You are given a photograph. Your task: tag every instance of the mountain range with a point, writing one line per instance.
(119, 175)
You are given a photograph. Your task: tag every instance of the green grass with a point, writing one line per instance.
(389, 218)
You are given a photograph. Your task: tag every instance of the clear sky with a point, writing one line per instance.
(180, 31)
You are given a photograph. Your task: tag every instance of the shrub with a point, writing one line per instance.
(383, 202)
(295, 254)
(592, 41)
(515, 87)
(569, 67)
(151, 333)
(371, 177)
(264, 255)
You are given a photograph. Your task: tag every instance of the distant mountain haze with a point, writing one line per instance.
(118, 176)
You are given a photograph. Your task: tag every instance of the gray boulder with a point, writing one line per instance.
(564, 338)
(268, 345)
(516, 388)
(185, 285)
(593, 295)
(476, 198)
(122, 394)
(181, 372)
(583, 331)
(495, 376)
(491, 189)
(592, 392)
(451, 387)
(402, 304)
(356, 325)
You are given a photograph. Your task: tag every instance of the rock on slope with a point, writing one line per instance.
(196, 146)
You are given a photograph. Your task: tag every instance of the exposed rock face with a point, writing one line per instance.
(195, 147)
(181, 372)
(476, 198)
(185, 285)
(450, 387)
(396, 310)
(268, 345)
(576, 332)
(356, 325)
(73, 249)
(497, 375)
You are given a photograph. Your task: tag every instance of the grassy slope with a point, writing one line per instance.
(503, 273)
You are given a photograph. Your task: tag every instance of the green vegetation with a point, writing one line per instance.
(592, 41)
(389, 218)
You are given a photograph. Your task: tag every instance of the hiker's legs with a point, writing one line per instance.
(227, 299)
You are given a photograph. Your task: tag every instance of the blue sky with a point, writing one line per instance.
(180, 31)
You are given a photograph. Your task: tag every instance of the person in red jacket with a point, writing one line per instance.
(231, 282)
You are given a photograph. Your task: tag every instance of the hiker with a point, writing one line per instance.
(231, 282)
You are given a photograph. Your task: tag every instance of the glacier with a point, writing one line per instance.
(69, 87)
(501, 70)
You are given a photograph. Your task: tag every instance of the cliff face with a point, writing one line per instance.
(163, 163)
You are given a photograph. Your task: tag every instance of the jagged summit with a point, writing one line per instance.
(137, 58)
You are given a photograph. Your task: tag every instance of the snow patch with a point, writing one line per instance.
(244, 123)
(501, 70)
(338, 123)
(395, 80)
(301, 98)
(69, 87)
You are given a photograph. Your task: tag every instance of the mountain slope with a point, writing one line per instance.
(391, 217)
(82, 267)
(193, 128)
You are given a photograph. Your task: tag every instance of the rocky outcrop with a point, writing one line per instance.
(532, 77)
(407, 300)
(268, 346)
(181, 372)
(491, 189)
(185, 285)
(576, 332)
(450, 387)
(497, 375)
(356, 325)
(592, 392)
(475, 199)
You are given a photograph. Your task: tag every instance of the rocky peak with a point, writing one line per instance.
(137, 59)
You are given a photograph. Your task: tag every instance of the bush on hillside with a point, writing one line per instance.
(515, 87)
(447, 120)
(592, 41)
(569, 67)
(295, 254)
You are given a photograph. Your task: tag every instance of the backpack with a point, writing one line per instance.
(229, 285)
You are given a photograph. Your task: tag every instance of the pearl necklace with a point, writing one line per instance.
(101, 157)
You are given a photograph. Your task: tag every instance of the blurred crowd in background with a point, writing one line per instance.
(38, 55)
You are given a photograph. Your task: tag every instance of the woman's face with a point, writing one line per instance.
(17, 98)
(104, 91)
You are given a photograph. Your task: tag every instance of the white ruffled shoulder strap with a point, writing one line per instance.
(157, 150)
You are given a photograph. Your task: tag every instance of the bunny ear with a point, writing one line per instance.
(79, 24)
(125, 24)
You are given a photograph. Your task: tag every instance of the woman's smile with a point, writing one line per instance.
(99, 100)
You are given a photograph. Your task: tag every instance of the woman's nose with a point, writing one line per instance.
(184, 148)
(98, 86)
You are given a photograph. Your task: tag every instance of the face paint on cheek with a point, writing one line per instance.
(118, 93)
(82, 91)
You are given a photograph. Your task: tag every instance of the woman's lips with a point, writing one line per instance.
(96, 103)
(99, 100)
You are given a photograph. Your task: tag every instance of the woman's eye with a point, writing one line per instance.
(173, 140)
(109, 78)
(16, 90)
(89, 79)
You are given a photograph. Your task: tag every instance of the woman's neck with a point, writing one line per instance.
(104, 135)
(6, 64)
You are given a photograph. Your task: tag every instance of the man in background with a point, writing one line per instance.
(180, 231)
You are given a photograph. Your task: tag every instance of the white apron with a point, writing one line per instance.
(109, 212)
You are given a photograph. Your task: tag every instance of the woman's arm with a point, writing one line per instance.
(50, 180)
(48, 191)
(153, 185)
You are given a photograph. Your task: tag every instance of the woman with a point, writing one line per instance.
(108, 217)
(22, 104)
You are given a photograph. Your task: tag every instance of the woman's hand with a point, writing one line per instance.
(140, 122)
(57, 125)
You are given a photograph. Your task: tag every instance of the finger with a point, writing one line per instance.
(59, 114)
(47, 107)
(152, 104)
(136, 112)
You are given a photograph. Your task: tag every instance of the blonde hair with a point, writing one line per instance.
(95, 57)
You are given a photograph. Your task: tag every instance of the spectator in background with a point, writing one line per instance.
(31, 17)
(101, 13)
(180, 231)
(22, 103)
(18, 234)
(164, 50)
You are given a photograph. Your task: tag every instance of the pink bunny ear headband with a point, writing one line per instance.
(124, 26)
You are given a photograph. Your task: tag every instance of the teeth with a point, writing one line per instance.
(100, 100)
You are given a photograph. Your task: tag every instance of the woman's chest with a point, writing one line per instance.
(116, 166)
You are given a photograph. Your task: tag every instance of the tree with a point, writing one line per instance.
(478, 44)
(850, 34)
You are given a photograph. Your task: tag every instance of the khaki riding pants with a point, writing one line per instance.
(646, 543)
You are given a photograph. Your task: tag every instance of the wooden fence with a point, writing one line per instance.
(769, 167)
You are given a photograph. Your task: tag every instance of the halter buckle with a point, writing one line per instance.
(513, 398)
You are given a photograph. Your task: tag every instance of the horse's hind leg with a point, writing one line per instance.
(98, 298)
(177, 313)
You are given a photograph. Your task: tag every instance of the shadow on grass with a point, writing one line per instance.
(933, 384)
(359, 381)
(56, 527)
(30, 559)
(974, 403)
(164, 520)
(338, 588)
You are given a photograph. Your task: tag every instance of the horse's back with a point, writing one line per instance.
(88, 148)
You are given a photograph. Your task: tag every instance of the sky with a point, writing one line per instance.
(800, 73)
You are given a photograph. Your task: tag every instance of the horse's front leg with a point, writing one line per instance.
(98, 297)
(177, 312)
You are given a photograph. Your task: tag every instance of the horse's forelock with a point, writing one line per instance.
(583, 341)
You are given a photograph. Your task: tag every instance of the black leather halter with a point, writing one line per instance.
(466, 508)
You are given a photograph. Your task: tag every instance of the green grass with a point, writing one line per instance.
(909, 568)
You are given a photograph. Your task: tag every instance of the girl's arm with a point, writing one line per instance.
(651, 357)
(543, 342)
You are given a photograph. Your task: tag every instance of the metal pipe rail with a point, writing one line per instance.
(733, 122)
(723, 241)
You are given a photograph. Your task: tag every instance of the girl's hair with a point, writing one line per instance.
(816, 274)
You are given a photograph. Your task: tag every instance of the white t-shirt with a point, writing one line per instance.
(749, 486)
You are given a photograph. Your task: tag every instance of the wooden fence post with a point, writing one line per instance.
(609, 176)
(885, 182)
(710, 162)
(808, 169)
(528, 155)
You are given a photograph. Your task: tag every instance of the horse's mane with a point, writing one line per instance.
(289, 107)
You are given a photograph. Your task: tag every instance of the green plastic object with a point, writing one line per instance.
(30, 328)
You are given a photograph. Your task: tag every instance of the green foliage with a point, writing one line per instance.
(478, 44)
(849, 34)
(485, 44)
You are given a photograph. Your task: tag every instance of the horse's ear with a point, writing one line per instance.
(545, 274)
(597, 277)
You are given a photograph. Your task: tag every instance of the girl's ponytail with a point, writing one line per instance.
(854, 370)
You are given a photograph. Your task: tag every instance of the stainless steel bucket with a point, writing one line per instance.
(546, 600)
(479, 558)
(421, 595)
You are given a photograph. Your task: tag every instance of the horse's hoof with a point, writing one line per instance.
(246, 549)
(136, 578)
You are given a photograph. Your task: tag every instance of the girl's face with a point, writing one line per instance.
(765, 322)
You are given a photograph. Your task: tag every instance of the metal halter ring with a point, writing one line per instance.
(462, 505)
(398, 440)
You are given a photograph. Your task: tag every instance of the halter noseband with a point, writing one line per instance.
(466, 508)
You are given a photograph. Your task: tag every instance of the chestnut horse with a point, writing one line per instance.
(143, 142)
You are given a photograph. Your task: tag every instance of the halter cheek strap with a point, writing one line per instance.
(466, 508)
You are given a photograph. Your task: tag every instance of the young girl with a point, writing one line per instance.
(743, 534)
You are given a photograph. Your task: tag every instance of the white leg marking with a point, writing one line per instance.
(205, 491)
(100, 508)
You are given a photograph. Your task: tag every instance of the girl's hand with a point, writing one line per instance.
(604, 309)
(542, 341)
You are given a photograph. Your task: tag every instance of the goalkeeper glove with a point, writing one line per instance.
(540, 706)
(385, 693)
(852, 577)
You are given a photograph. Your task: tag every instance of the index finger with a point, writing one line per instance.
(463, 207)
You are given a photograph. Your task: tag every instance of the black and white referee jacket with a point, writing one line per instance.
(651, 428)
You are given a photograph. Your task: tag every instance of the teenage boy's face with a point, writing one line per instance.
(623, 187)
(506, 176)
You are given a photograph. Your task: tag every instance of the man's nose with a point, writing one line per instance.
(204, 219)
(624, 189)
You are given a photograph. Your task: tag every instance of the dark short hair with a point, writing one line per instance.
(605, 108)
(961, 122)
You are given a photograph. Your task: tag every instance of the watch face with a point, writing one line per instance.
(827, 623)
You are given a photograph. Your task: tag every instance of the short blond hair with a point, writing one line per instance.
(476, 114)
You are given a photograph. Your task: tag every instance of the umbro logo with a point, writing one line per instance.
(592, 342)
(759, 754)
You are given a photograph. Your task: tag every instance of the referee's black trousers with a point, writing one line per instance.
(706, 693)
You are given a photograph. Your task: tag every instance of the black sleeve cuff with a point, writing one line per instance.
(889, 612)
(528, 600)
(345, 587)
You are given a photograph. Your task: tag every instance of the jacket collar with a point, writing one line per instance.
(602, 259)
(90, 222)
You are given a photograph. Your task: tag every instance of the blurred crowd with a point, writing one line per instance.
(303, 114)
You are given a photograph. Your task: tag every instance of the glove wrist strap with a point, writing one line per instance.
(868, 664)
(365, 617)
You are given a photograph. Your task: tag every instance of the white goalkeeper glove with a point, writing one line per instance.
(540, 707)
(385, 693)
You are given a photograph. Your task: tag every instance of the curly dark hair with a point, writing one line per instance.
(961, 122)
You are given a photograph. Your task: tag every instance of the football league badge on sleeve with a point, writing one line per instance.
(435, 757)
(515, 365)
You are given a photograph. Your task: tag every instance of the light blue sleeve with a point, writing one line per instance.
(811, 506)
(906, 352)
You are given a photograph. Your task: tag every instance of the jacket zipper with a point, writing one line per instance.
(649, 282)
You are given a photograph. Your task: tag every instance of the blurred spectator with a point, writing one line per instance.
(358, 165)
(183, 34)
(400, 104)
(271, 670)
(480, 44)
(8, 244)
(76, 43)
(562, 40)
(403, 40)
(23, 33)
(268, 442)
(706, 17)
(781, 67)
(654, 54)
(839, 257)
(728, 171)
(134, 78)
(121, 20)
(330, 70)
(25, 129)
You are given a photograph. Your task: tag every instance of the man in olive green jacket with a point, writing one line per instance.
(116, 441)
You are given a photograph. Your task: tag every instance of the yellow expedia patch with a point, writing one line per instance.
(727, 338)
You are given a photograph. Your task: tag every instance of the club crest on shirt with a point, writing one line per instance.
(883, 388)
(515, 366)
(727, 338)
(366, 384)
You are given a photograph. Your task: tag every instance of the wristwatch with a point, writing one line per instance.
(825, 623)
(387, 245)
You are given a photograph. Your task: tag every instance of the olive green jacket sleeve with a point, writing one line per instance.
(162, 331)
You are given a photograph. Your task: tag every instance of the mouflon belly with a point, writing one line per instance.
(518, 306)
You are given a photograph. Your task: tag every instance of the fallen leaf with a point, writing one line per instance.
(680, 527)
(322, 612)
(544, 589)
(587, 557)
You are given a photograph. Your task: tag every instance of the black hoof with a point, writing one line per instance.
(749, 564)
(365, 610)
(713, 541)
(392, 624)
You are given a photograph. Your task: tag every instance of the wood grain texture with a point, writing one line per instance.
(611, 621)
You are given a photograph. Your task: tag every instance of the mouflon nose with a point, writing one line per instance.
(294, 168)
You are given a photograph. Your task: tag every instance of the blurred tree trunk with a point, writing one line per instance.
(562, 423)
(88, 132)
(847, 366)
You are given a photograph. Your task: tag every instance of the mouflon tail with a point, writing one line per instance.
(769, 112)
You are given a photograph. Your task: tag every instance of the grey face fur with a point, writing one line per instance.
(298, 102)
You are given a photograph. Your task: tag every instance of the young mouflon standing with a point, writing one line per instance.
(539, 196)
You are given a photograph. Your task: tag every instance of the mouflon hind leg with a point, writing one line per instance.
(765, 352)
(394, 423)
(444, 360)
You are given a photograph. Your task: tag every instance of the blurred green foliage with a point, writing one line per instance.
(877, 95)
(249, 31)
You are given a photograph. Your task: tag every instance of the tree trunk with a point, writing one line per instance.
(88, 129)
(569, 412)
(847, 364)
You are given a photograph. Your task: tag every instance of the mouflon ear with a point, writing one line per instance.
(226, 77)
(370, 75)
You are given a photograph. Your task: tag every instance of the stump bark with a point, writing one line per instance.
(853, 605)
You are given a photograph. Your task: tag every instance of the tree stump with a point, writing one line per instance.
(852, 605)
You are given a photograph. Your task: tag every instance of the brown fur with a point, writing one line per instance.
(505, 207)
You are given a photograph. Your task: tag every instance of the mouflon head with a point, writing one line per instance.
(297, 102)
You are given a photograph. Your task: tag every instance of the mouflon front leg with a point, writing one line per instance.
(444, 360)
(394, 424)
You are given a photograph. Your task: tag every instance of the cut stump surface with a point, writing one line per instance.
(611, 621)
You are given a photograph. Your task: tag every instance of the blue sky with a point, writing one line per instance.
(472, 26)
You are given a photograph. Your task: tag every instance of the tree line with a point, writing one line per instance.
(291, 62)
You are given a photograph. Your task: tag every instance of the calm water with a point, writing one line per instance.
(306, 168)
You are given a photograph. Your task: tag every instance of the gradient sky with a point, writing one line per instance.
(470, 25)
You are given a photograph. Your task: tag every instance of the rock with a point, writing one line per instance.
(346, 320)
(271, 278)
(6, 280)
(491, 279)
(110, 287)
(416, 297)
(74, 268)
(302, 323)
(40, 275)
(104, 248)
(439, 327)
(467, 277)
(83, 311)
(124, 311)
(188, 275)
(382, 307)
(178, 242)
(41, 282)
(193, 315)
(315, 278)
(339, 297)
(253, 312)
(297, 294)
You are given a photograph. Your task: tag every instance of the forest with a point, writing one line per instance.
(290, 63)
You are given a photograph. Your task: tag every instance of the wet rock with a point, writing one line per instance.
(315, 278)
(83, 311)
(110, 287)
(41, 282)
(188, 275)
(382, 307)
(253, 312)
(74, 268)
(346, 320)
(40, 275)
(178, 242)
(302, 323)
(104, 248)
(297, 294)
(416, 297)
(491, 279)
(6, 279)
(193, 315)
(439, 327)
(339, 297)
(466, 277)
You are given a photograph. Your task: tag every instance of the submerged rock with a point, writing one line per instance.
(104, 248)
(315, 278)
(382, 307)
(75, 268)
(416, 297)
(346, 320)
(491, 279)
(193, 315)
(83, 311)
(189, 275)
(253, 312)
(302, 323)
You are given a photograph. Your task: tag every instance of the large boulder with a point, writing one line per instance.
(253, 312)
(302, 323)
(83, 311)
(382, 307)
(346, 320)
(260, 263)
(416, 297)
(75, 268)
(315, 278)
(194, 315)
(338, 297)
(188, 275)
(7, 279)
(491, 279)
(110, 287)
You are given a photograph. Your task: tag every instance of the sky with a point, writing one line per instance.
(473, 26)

+-------+

Find the line that contains "the wet rock". Repeat it and every line after it, exactly as written, up to and including the last line of the records above.

You are given a photograph. Your task: tag every instance of the wet rock with a point, writing one line per instance.
(315, 278)
(83, 311)
(110, 287)
(41, 282)
(188, 275)
(382, 307)
(253, 312)
(74, 268)
(346, 320)
(40, 275)
(178, 242)
(302, 323)
(104, 248)
(297, 294)
(416, 297)
(491, 279)
(6, 279)
(193, 315)
(439, 327)
(339, 297)
(466, 277)
You are given a photograph. Your task: tag every instance of the submerged rock with a point, writing one line per instance.
(104, 248)
(315, 278)
(382, 307)
(75, 268)
(416, 297)
(346, 320)
(491, 279)
(193, 315)
(83, 311)
(189, 275)
(253, 312)
(302, 323)
You are given a photograph. Your task: tag every instance of the large boulder with a point, writing one line per instance.
(253, 312)
(302, 323)
(83, 311)
(382, 307)
(346, 320)
(260, 263)
(416, 297)
(75, 268)
(315, 278)
(194, 315)
(338, 297)
(188, 275)
(7, 279)
(491, 279)
(110, 287)
You are given a photograph. Your task: tag every instance of the sky with a point, writing one line per instance.
(473, 26)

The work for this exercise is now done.